+++ Records provided

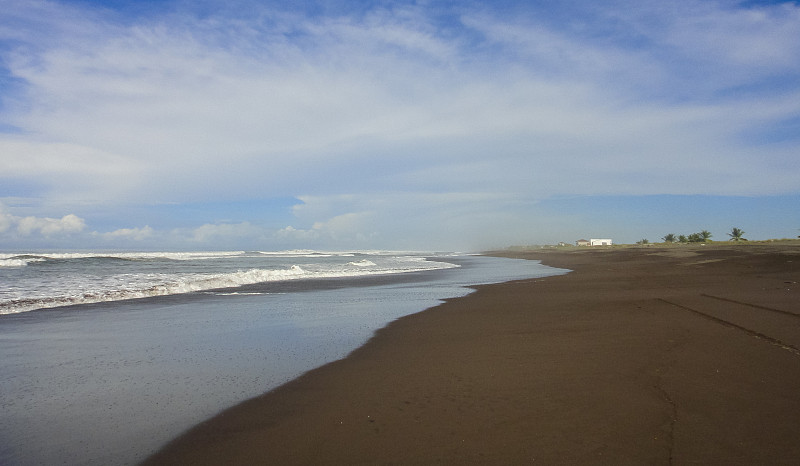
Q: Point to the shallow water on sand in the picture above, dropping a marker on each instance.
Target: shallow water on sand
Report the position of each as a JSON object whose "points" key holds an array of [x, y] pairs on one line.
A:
{"points": [[109, 383]]}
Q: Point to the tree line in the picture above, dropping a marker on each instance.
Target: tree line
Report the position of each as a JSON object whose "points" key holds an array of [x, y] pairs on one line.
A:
{"points": [[736, 234]]}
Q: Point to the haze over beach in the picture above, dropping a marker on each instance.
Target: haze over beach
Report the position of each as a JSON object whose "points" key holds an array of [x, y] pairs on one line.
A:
{"points": [[334, 125]]}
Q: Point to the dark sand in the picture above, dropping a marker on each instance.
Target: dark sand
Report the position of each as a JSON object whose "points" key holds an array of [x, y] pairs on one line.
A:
{"points": [[681, 355]]}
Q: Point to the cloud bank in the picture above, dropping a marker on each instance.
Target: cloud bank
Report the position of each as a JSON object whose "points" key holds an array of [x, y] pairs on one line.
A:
{"points": [[390, 122]]}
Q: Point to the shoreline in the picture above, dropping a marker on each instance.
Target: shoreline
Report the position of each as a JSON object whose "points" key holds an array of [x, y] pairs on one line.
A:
{"points": [[638, 355]]}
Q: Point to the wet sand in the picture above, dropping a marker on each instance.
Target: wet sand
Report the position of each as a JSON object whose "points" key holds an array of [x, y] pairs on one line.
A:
{"points": [[681, 355]]}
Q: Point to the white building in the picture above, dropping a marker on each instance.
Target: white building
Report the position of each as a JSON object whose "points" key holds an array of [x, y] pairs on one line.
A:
{"points": [[599, 242]]}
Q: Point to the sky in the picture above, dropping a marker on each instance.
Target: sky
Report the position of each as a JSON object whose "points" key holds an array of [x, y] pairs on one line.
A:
{"points": [[404, 125]]}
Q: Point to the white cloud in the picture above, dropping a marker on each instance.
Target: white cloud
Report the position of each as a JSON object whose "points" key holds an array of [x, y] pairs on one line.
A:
{"points": [[362, 115], [136, 234], [49, 226], [210, 233]]}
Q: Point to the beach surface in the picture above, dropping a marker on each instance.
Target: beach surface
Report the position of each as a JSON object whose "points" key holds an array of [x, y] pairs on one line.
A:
{"points": [[678, 355]]}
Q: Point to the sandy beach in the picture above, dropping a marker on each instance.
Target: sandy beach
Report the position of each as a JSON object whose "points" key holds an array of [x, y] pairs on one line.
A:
{"points": [[679, 355]]}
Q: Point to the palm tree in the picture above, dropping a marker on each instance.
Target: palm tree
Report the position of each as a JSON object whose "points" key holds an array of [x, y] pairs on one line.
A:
{"points": [[737, 234]]}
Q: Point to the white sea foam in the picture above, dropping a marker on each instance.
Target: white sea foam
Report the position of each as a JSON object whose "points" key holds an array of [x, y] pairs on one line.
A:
{"points": [[65, 279], [19, 261], [363, 263]]}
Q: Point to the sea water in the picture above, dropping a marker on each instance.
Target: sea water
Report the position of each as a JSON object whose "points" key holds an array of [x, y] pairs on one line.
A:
{"points": [[104, 357]]}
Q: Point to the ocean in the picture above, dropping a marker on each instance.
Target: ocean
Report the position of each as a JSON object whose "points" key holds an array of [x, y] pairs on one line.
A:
{"points": [[104, 357]]}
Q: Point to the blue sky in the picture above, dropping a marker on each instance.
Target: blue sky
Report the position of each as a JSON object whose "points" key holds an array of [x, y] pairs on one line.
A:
{"points": [[174, 124]]}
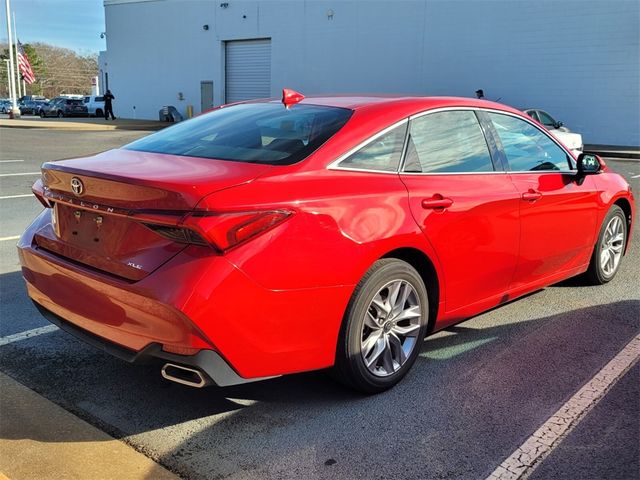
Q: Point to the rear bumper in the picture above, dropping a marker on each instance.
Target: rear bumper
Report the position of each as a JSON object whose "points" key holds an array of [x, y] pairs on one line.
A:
{"points": [[197, 301], [208, 362]]}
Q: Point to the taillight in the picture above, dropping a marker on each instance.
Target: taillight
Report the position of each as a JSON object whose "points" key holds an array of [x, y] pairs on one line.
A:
{"points": [[38, 191], [222, 231], [177, 234]]}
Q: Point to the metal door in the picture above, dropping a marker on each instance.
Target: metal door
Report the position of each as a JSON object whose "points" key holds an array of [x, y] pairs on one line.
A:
{"points": [[247, 69], [206, 95]]}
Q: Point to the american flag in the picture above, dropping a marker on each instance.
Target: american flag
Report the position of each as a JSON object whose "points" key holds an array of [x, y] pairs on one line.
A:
{"points": [[25, 66]]}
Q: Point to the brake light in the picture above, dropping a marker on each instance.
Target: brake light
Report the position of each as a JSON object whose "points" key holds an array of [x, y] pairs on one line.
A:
{"points": [[222, 231], [228, 230]]}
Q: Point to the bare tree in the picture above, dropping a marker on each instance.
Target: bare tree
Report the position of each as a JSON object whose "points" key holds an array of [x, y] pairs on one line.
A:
{"points": [[57, 70]]}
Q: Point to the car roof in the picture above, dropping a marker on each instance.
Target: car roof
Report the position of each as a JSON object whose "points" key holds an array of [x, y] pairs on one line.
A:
{"points": [[403, 104]]}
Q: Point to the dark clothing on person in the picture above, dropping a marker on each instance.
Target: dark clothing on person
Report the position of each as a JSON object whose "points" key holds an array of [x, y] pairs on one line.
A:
{"points": [[108, 106]]}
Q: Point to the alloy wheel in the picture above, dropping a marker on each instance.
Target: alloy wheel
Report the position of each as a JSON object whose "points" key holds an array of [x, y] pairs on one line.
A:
{"points": [[611, 246], [390, 328]]}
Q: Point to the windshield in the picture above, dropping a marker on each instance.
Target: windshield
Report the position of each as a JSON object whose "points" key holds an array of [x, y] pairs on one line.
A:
{"points": [[257, 132]]}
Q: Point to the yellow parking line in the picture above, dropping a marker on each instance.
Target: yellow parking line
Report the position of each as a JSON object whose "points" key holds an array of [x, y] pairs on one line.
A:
{"points": [[521, 463], [39, 439]]}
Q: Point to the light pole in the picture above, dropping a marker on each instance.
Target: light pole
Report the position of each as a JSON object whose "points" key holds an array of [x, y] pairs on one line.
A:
{"points": [[15, 112]]}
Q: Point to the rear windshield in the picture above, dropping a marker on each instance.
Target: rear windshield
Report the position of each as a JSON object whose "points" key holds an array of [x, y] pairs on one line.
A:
{"points": [[257, 133]]}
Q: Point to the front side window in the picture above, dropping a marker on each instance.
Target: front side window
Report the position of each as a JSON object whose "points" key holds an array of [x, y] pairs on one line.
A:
{"points": [[383, 153], [447, 142], [526, 147], [254, 132]]}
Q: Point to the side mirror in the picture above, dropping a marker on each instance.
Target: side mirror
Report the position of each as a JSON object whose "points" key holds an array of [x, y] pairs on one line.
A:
{"points": [[589, 164]]}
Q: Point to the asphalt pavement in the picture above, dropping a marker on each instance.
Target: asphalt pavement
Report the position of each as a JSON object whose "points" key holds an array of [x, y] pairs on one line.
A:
{"points": [[477, 391]]}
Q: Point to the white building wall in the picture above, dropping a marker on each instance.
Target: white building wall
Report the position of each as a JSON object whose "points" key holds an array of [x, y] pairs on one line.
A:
{"points": [[580, 60]]}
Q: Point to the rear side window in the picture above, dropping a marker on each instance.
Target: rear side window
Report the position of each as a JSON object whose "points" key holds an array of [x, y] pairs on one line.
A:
{"points": [[526, 147], [382, 153], [447, 142], [256, 132]]}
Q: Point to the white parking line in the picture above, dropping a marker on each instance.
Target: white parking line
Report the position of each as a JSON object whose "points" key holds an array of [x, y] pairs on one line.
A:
{"points": [[19, 174], [16, 196], [538, 446], [28, 334]]}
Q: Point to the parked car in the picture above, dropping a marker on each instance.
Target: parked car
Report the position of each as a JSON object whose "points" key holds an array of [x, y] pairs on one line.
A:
{"points": [[562, 133], [95, 105], [5, 106], [263, 239], [31, 107], [63, 107]]}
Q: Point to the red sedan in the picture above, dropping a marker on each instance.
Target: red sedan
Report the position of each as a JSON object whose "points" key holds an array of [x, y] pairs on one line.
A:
{"points": [[268, 237]]}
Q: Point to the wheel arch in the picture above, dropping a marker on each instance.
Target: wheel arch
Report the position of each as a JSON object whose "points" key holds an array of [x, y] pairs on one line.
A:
{"points": [[425, 267], [625, 205]]}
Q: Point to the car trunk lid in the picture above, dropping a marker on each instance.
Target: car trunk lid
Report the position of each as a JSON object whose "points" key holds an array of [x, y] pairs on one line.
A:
{"points": [[102, 206]]}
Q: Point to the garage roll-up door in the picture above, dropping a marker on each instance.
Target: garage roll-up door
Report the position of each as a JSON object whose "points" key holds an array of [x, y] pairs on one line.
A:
{"points": [[247, 69]]}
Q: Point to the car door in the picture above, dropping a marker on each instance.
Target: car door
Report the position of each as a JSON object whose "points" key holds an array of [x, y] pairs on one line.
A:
{"points": [[464, 203], [558, 209]]}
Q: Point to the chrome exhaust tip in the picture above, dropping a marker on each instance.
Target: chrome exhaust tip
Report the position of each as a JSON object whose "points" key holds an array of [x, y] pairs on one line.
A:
{"points": [[184, 375]]}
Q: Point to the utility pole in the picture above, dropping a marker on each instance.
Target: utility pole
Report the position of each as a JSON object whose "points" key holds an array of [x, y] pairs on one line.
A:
{"points": [[15, 35], [15, 112]]}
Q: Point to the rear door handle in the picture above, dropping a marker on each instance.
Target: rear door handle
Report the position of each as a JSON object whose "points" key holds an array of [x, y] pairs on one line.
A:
{"points": [[531, 195], [437, 201]]}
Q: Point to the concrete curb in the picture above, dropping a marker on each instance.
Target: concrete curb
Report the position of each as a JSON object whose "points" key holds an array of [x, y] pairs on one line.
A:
{"points": [[77, 126]]}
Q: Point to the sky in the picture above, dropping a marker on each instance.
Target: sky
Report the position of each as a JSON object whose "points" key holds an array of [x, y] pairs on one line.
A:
{"points": [[72, 24]]}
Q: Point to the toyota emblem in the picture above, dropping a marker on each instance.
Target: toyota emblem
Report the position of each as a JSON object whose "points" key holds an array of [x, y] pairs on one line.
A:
{"points": [[77, 186]]}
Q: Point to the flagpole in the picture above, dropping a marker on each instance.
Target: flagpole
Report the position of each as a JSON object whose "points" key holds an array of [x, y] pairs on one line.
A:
{"points": [[8, 78], [14, 105], [15, 44]]}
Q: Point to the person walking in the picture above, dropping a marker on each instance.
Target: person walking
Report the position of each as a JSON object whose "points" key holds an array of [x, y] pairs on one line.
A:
{"points": [[108, 106]]}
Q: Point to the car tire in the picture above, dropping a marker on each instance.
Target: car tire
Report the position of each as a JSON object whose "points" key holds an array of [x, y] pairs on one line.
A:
{"points": [[376, 350], [607, 254]]}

++++++

Exercise directions:
Would you quote, exactly and only, the lines from the one containing "Q: Point to the toyota" to the end of the entries?

Result:
Q: Point to the toyota emblem in the picture above, dropping a marker on each instance.
Target: toyota emblem
Report the position of each as a JSON object whose "points" key holds an array of [x, y] pairs on one line.
A:
{"points": [[77, 186]]}
Q: Point to the flagpole in the picture above, dropping a marker on each instance.
Target: flagpole
Report the position of each as a JSON object whose "points" key holds an array of [x, y] pairs on one line.
A:
{"points": [[8, 78], [14, 105], [15, 44]]}
Q: Point to the person walking in the picture above, dropping a marker on each instance.
Target: person walking
Report the position of each as a JSON object whose "points" key holds an array of [x, y] pairs on one line.
A:
{"points": [[108, 106]]}
Q: Point to the car tire in the picture above, dropping a marker on each instance.
Target: car tire
Report the position of each as a JSON object whose "points" key holds an array of [x, y] pairs on one line.
A:
{"points": [[376, 350], [607, 254]]}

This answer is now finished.